[Page text start]

Marie of Anjou (14 October 1404 – 29 November 1463) was Queen of France as the spouse of King Charles VII from 1422 to 1461. She served as regent and presided over the council of state several times during the absence of the king.

Life
Marie was the eldest daughter of Louis II of Anjou, claimant to the throne of Naples, and Yolande of Aragon, claimant to the throne of Aragon.

Marie was betrothed to her second cousin Charles, son and heir apparent of Charles VI of France, in 1413. When a Burgundian force took Paris in 1418, Charles left her stranded, but she was taken by John the Fearless to Saumur to be reunited with him. However, Charles failed to arrive for the agreed rendezvous.

The wedding took place on 18 December 1422 at Bourges. The marriage made Marie Queen of France, but she was never crowned.  Her spouse's victory in the Hundred Years War owed a great deal to the support he received from Marie's family, notably from her mother Yolande of Aragon.

Queen
Queen Marie presided over the council of state several times in the absence of the king, during which she had power of attorney as regent and signed acts in the position of "lieutenant of the king" (April 1434). 
She made several pilgrimages, such as Puy with the king in 1424, and Mount St Michel by herself in 1447.

Marie and Charles had fourteen children, but her spouse's affection was primarily directed towards his mistress, Agnès Sorel, originally Marie's lady in waiting, who became official mistress to the king in 1444 and played a dominant role at court until her death in 1450, somewhat eclipsing the queen.

Robert Blondel composed the allegorical Treatise of the "Twelve Perils of Hell" for Queen Marie in 1455.

[Page text end]

* _Task list_:
1 - List every place named in the Marie of Anjou text as the site of an event it describes.
2 - Transcribe the Marie of Anjou text, starting at "Marie was betrothed" and ending at "Yolande of Aragon.".
3 - Pick up the Marie of Anjou text after its final sentence and carry it forward.

[Entries start]

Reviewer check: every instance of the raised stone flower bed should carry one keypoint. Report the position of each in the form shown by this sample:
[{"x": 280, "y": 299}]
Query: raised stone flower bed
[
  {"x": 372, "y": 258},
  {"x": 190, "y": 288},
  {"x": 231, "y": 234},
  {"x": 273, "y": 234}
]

[Entries end]

* _Responses to the tasks_:
1 - Paris, Saumur, Bourges, Puy, Mount St Michel

2 -
Marie was betrothed to her second cousin Charles, son and heir apparent of Charles VI of France, in 1413. When a Burgundian force took Paris in 1418, Charles left her stranded, but she was taken by John the Fearless to Saumur to be reunited with him. However, Charles failed to arrive for the agreed rendezvous.

The wedding took place on 18 December 1422 at Bourges. The marriage made Marie Queen of France, but she was never crowned.  Her spouse's victory in the Hundred Years War owed a great deal to the support he received from Marie's family, notably from her mother Yolande of Aragon.

3 -
Queen dowager
In 1461, Charles VII died and was succeeded by their son Louis XI, making Marie queen dowager. She was granted the Chateau of Amboise and the income from Brabant by her son.

During the winter of 1462-63, Marie of Anjou made a pilgrimage to Santiago de Compostela. It has been speculated that she had a mission in Spain as secret ambassador for her son, due to the political situation at the time and the fact that she made the pilgrimage during winter time, when the roads were so bad that such trips were normally avoided if possible.

She died at the age of 59 on 29 November 1463 at the Cistercian Abbaye de Chateliers-en-Poitou (now in Nouvelle-Aquitaine region) on her return. She is buried in the basilica of Saint-Denis alongside her spouse.

Issue
Marie and Charles had:

Louis XI of France (3 July 1423-30 August 1483), married firstly, Margaret of Scotland, no issue. Married secondly, Charlotte of Savoy, had issue.
John (d.19 September 1426)
Radegonde (1425 or August 1428-19 March 1445), betrothed to Sigismund, Archduke of Austria on 22 July 1430
Catherine (1428-13 July 1446), married Charles the Bold, no issue
James (1432- 2 March 1437)
Yolande (23 September 1434-23/29 August 1478), married Amadeus IX, Duke of Savoy, had issue
Joan (4 May 1435-4 May 1482), married John II, Duke of Bourbon
Philip (4 February 1436-11 June 1436)
Margaret (May 1437-24 July 1438) 
Joan (7 September 1438 - 26 December 1446), twin of Marie
Mary (7 September 1438 - 14 February 1439), twin of Joan
Isabella (d.1441)
Magdalena (1 December 1443 - 21 January 1495), married Gaston of Foix, Prince of Viana, had issue.
Charles (12 December 1446 - 24 May 1472)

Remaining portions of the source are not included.